_Task statement_:
Find every line in the material below that contains the string "roof", matching case exactly, and copy each of those lines.
▬▬▬
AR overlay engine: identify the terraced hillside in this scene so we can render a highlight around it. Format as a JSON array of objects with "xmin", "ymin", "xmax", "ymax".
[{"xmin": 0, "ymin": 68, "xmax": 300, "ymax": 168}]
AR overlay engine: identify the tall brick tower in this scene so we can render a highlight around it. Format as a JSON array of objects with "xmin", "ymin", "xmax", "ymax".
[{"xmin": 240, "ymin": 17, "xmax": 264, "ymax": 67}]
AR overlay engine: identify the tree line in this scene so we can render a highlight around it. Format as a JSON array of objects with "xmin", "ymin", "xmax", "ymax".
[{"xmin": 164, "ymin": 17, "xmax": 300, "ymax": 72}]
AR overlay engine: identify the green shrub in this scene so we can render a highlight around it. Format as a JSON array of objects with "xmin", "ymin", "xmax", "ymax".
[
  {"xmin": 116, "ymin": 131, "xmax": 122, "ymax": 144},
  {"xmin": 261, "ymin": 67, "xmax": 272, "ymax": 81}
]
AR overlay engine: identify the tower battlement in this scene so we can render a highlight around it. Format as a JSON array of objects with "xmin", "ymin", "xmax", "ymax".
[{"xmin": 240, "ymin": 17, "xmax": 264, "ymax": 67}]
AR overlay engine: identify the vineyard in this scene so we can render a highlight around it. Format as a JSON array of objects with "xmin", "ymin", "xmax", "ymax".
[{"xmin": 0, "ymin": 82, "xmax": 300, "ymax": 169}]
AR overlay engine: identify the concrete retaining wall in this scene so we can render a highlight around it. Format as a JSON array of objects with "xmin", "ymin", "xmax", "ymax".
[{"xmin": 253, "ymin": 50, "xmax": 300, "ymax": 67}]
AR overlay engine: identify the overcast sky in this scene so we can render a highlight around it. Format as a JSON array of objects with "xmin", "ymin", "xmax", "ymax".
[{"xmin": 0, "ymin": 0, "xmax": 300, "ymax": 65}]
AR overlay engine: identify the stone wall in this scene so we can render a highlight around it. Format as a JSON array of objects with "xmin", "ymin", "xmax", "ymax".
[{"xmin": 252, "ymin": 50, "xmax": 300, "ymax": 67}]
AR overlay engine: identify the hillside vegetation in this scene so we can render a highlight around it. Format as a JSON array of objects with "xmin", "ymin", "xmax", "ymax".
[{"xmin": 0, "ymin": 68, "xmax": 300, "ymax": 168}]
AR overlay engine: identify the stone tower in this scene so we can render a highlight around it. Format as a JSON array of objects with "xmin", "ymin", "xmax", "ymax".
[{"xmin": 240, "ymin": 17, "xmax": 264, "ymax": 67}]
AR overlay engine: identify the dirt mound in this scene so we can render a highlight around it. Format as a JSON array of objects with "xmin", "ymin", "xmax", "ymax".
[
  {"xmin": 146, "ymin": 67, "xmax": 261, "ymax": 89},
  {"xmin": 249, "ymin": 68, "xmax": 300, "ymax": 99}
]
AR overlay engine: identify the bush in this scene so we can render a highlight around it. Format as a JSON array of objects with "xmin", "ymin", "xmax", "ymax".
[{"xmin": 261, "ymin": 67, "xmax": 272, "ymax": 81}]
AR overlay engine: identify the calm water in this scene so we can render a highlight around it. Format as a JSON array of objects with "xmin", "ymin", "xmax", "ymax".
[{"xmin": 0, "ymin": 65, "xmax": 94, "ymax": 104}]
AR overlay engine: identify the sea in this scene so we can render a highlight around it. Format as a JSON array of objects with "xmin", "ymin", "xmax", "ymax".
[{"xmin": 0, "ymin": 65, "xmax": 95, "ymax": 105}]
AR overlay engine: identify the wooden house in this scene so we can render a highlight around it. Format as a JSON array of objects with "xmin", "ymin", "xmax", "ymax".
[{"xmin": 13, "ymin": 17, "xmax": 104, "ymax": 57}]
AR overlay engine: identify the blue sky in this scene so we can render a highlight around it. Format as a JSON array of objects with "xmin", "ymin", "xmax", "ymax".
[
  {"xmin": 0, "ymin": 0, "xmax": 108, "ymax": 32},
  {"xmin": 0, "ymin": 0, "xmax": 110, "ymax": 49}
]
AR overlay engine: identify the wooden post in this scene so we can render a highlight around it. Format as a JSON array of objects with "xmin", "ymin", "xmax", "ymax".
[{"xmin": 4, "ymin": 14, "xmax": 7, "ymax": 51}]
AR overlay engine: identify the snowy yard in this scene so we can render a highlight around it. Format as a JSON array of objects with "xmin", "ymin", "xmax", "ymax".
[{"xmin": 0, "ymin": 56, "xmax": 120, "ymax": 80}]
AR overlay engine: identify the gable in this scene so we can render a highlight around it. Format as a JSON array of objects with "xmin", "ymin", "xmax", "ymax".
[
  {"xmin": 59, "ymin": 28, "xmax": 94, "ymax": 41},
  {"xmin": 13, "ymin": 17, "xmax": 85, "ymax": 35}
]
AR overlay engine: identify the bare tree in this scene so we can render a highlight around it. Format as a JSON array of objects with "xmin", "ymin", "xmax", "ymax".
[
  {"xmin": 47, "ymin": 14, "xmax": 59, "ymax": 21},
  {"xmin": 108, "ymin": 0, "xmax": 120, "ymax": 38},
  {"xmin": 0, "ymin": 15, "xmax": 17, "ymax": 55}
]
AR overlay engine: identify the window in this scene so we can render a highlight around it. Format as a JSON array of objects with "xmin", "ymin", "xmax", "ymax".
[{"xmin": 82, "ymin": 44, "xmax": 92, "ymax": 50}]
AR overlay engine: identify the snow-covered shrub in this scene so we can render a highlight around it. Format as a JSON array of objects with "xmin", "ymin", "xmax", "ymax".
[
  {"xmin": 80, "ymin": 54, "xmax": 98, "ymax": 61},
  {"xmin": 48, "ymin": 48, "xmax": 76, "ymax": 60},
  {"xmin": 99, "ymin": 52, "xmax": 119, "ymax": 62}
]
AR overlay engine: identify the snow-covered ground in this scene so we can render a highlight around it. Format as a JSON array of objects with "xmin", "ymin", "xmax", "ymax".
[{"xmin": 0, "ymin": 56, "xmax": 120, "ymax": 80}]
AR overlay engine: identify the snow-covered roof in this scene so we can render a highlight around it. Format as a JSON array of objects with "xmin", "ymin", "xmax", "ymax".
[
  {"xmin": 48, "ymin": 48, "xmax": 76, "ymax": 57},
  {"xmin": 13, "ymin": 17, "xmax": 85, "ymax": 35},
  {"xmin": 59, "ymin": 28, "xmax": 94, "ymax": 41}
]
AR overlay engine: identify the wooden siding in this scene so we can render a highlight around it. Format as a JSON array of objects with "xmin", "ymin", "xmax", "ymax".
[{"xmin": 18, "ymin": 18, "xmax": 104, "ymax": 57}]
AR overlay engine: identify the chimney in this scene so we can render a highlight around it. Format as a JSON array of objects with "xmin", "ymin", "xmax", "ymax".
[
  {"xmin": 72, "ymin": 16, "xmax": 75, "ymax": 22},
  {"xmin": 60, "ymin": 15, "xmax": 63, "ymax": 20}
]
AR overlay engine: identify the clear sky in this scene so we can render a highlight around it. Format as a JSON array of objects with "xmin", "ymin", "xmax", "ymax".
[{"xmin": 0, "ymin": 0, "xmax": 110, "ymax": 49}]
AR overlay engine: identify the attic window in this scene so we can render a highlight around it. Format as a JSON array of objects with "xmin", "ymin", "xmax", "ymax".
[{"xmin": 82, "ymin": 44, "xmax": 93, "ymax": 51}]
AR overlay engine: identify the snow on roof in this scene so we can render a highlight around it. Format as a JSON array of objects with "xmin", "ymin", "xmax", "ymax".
▬▬▬
_Answer to this exercise_:
AR overlay engine: identify the snow-covered roof in this scene so we can render a highlight around it. Format as a JSON array of objects with "xmin", "ymin", "xmax", "ymax".
AR overlay engine: identify the snow on roof in this scene so we can render a highlight around it. Format as a JSON array of objects with "xmin", "ymin", "xmax", "ymax".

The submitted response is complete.